> WHAT TO PRODUCE: Repeat every one of the rows below word for word, changing nothing.

Segment Open

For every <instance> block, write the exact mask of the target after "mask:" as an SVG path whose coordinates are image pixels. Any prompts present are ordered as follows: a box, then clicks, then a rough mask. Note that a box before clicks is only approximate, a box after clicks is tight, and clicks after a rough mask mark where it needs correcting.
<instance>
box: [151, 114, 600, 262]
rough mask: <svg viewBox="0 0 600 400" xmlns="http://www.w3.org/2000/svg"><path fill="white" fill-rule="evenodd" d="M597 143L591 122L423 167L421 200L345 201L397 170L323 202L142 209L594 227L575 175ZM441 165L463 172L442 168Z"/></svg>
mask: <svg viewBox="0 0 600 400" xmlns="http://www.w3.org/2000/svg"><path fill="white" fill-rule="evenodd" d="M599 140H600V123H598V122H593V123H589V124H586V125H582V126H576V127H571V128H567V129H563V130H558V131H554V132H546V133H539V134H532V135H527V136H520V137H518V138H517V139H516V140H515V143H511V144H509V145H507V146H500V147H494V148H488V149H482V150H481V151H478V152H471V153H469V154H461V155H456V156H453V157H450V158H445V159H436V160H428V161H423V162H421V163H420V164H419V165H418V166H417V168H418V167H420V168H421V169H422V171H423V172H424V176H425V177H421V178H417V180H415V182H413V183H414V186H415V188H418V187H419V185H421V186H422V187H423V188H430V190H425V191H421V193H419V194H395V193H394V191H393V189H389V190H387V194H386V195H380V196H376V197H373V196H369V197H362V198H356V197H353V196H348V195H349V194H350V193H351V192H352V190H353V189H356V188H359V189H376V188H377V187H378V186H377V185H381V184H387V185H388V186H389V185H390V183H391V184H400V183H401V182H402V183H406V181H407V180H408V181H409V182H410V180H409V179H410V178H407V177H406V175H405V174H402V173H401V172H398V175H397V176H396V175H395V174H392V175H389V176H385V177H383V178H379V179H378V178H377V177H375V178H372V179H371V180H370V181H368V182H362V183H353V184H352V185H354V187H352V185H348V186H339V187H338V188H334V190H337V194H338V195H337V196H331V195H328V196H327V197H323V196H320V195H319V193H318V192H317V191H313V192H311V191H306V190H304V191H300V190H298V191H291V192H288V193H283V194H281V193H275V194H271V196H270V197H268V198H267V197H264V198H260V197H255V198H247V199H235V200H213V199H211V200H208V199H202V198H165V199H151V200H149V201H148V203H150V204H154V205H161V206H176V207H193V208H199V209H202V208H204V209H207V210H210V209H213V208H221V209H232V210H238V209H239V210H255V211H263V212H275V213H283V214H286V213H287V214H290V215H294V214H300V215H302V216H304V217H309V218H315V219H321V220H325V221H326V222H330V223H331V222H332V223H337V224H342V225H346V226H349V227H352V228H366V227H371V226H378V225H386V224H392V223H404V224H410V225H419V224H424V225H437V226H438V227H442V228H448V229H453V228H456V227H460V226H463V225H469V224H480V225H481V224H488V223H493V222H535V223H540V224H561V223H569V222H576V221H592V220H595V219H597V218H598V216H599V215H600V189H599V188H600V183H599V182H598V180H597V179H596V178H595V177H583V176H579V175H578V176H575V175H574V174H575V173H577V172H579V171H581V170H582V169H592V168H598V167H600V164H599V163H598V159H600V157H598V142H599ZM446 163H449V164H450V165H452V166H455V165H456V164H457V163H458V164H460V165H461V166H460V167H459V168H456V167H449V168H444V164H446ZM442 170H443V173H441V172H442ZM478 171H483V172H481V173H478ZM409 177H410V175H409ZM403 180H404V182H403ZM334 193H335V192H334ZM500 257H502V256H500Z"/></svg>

Segment Closed

> YOUR RESPONSE:
For every <instance> block, write the exact mask of the target after "mask:" as an SVG path whose coordinates are image pixels. Any prompts present are ordered as follows: a box, then clicks, then a rough mask. Note that a box before clicks is only approximate, a box after clicks is tight, and clicks after a rough mask mark where it needs correcting.
<instance>
box: [151, 114, 600, 262]
rough mask: <svg viewBox="0 0 600 400" xmlns="http://www.w3.org/2000/svg"><path fill="white" fill-rule="evenodd" d="M597 143L591 122L423 167L421 200L345 201L397 170L323 202L142 209L594 227L575 175ZM441 165L463 172L442 168Z"/></svg>
mask: <svg viewBox="0 0 600 400" xmlns="http://www.w3.org/2000/svg"><path fill="white" fill-rule="evenodd" d="M599 140H600V123H598V122H593V123H589V124H586V125H582V126H576V127H571V128H567V129H563V130H558V131H554V132H546V133H539V134H532V135H527V136H520V137H518V138H517V139H516V140H515V143H511V144H509V145H507V146H500V147H494V148H488V149H482V150H481V151H478V152H471V153H469V154H461V155H456V156H453V157H450V158H445V159H436V160H428V161H423V162H421V163H420V164H419V165H418V166H417V168H418V167H420V168H421V169H422V171H423V172H424V176H425V177H421V178H417V180H415V182H413V183H414V186H415V188H418V187H419V185H421V186H422V187H423V188H430V190H425V191H421V193H419V194H395V193H394V191H393V189H389V190H387V194H386V195H380V196H376V197H373V196H369V197H362V198H356V197H353V196H348V195H349V194H350V193H351V192H352V190H353V189H356V188H359V189H376V188H377V187H378V186H377V185H381V184H387V185H388V186H389V185H390V183H391V184H400V183H401V182H402V183H406V181H407V180H408V181H409V182H410V180H409V179H410V178H407V177H406V175H405V174H402V173H401V172H398V175H397V176H396V175H395V174H392V175H389V176H385V177H383V178H379V179H378V178H377V177H375V178H372V179H371V180H370V181H368V182H362V183H353V184H352V185H354V187H352V185H348V186H339V187H338V188H334V190H337V194H338V195H337V196H331V195H328V196H327V197H323V196H320V195H319V193H318V192H317V191H313V192H311V191H306V190H304V191H300V190H298V191H291V192H288V193H283V194H281V193H275V194H271V196H270V197H268V198H267V197H264V198H260V197H255V198H247V199H235V200H213V199H211V200H208V199H202V198H165V199H151V200H149V201H148V203H150V204H154V205H161V206H176V207H193V208H199V209H202V208H204V209H207V210H210V209H213V208H221V209H232V210H238V209H239V210H255V211H263V212H275V213H283V214H286V213H287V214H290V215H294V214H300V215H302V216H304V217H309V218H315V219H321V220H325V221H326V222H330V223H331V222H332V223H337V224H342V225H346V226H349V227H352V228H366V227H371V226H378V225H386V224H392V223H404V224H410V225H419V224H424V225H437V226H438V227H442V228H448V229H453V228H456V227H460V226H463V225H469V224H480V225H481V224H488V223H493V222H535V223H540V224H561V223H569V222H576V221H592V220H595V219H597V218H598V216H599V215H600V189H599V188H600V183H599V182H598V180H597V179H596V178H595V177H583V176H579V175H578V176H575V175H574V174H575V173H577V172H579V171H581V170H582V169H592V168H598V167H600V164H599V163H598V159H600V157H598V142H599ZM446 163H449V164H450V165H452V166H455V165H456V164H457V163H458V164H460V165H461V166H460V167H459V168H456V167H449V168H444V164H446ZM442 170H443V173H441V172H442ZM478 171H483V172H481V173H478ZM409 177H410V175H409ZM403 180H404V182H403ZM334 193H335V192H334ZM500 257H502V256H500Z"/></svg>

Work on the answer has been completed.